EXERCISE DIRECTIONS | Only the lines from the one containing "# spot one keypoint" through the end of the entries are to be copied, exactly and without pictures, please.

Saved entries
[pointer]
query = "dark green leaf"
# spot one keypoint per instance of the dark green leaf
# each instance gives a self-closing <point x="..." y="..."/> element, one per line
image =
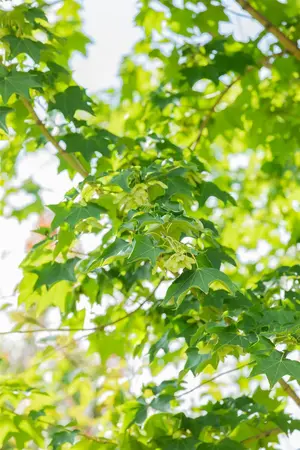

TASK ANSWER |
# spot one keypoint per instance of the dark green leaf
# each instance gives a self-closing <point x="..." y="..."/> element, one per line
image =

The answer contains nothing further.